EXERCISE OBJECTIVE:
Send back all of the data, word for word.

Saved entries:
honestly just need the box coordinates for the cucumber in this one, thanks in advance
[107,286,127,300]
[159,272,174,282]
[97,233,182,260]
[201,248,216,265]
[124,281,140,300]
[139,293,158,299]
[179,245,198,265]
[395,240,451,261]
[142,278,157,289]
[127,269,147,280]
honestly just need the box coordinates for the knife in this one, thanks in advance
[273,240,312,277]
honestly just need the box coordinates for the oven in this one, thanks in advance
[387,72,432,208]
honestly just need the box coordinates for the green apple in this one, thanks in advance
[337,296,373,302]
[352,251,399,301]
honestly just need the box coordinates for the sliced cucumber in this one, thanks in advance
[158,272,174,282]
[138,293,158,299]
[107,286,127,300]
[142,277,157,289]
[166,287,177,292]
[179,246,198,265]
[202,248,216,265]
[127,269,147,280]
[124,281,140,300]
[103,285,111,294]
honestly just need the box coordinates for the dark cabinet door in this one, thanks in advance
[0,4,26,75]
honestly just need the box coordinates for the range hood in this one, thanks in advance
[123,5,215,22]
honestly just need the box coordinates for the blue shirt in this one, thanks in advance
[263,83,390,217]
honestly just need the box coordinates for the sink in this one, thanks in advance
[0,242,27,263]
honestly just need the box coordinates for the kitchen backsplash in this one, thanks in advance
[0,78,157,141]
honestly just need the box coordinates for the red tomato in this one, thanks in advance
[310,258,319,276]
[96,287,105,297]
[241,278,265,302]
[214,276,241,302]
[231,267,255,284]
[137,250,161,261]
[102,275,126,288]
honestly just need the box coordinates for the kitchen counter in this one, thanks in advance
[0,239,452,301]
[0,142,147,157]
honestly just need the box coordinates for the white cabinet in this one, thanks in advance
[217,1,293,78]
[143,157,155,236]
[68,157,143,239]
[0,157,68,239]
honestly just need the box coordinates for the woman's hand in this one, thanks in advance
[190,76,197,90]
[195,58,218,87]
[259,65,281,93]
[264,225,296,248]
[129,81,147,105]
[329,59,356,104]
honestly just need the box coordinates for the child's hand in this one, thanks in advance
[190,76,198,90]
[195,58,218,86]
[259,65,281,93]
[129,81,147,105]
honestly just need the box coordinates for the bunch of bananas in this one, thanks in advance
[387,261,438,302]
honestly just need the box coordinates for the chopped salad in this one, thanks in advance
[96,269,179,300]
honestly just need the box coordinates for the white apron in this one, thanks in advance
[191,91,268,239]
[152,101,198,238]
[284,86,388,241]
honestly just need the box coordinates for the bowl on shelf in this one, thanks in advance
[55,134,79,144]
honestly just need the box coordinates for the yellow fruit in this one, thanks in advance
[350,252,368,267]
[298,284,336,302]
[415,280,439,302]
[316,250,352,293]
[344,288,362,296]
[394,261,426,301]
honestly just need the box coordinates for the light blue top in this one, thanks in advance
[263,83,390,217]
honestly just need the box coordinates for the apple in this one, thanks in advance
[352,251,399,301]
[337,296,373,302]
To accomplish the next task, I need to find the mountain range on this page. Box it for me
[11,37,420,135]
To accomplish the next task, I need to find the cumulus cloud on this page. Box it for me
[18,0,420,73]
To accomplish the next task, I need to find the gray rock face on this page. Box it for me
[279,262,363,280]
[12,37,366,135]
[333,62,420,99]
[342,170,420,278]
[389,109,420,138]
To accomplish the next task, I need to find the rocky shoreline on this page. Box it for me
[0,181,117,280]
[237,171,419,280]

RESPONSE TO THE TASK:
honestly just need the box coordinates for the cucumber in this one, thanks in advance
[107,286,127,300]
[159,272,174,282]
[97,233,182,260]
[201,248,216,265]
[124,281,140,300]
[139,293,158,299]
[179,245,198,265]
[395,240,451,261]
[142,278,157,289]
[127,269,147,280]
honestly just need the box coordinates for the knife in this one, thanks in advance
[273,240,312,277]
honestly just need the box coordinates for the oven in this one, thanks in advance
[387,72,432,208]
honestly just need the box coordinates for the green apple in this one, thanks in advance
[337,296,373,302]
[352,251,399,301]
honestly just need the box coordinates for the sliced cucumber in this one, thanks in advance
[158,272,174,282]
[138,293,158,299]
[107,286,127,300]
[142,277,157,289]
[166,287,177,292]
[179,246,198,265]
[202,248,216,265]
[127,269,147,280]
[124,281,140,300]
[103,285,111,294]
honestly just need the box coordinates for the dark cabinet door in this one, thanks in advance
[0,4,26,75]
honestly just need the box coordinates for the range hood in this one, thanks in advance
[123,5,215,22]
honestly just need the box coordinates for the blue shirt in this one, thanks in advance
[263,83,390,217]
honestly just need the box coordinates for the sink in this one, thanks in advance
[0,242,27,263]
honestly just need the box coordinates for the kitchen backsplash in this one, thanks in advance
[0,78,157,141]
honestly just need the box coordinates for the red tomato in this one, thanks in advance
[310,258,319,276]
[96,287,105,297]
[241,278,265,302]
[214,276,241,302]
[231,267,255,284]
[137,250,161,261]
[102,275,126,288]
honestly just need the box coordinates for the kitchen counter in this one, thanks in advance
[0,239,452,301]
[0,142,147,157]
honestly just need the box coordinates for the white cabinet in this one, thanks in advance
[217,1,293,78]
[143,157,155,236]
[68,157,143,239]
[0,157,68,239]
honestly just need the box coordinates for the woman's hand in this one, thanks in advance
[190,76,197,90]
[195,58,218,87]
[259,65,281,93]
[264,225,296,248]
[129,81,147,105]
[329,59,356,104]
honestly just need the box coordinates for the child's hand in this one, thanks in advance
[190,76,198,90]
[195,58,218,86]
[259,65,281,93]
[129,81,147,105]
honestly just need the box coordinates for the bunch of bananas in this one, thanks in advance
[387,261,438,302]
honestly just need the box coordinates for the chopped salad in this one, thanks in advance
[96,269,179,300]
honestly just need the box coordinates for the white apron in this one, thanks in advance
[191,91,268,239]
[152,101,198,238]
[284,86,388,241]
honestly just need the box coordinates for the bowl on shelf in this one, thanks in advance
[55,134,79,144]
honestly just need the box coordinates for the yellow fruit in this one, thanks in advance
[350,252,368,267]
[298,284,336,302]
[415,280,439,302]
[316,250,352,293]
[344,288,362,296]
[394,261,426,301]
honestly just need the box coordinates for the light blue top in this one, thanks in advance
[263,83,390,217]
honestly just need the box coordinates for the apple in this one, thanks in advance
[352,251,399,301]
[337,296,373,302]
To accomplish the next task, I need to find the mountain range on this page. Box it for me
[11,37,420,135]
To accomplish the next task, I need to find the cumulus cloud on this page. Box it for me
[18,0,420,73]
To accomplish the next task, I need to find the gray rock face on this page. Box it for me
[279,262,363,280]
[12,37,366,135]
[333,62,420,99]
[342,170,420,278]
[389,109,420,138]
To accomplish the next task, I need to find the rocky shoreline on this page. Box it for me
[0,181,117,280]
[237,171,419,280]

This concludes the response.